Coordinate annotation rows:
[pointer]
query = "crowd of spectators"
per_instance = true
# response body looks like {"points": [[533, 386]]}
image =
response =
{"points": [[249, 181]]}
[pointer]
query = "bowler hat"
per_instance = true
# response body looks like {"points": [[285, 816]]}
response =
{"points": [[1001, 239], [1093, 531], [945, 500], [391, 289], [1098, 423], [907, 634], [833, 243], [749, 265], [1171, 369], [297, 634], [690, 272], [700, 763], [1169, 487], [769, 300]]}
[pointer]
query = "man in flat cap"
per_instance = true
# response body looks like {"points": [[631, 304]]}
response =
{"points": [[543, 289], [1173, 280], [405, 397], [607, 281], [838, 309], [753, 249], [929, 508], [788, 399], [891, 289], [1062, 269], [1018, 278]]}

[GIVEN EXERCISE] Express every line of the rows above as a JSON list of strings, one string per line, leaving out any blank lines.

[SOLUTION TO THIS PROBLEM]
[
  "[pointer]",
  "query = \"crowd of spectators\"",
  "per_instance = true",
  "# response body looks like {\"points\": [[533, 386]]}",
  "image =",
  "response =",
  "{\"points\": [[249, 181]]}",
  "[pointer]",
  "query = \"bowler hat\"",
  "per_instance = true",
  "# response body looks like {\"points\": [[285, 816]]}",
  "response =",
  "{\"points\": [[1001, 239], [1093, 531], [945, 500], [391, 289], [1098, 423], [907, 634], [833, 243], [749, 265], [1171, 369], [297, 634], [690, 272], [700, 763], [1169, 487], [769, 300]]}",
  "[pointer]",
  "query = \"man in flat cap\"",
  "per_instance = true",
  "# response body looks like {\"points\": [[631, 304]]}",
  "response =",
  "{\"points\": [[543, 289], [1173, 280], [405, 397], [607, 281], [838, 309], [753, 249], [929, 508], [788, 399], [891, 289], [1062, 269], [1018, 278]]}"
]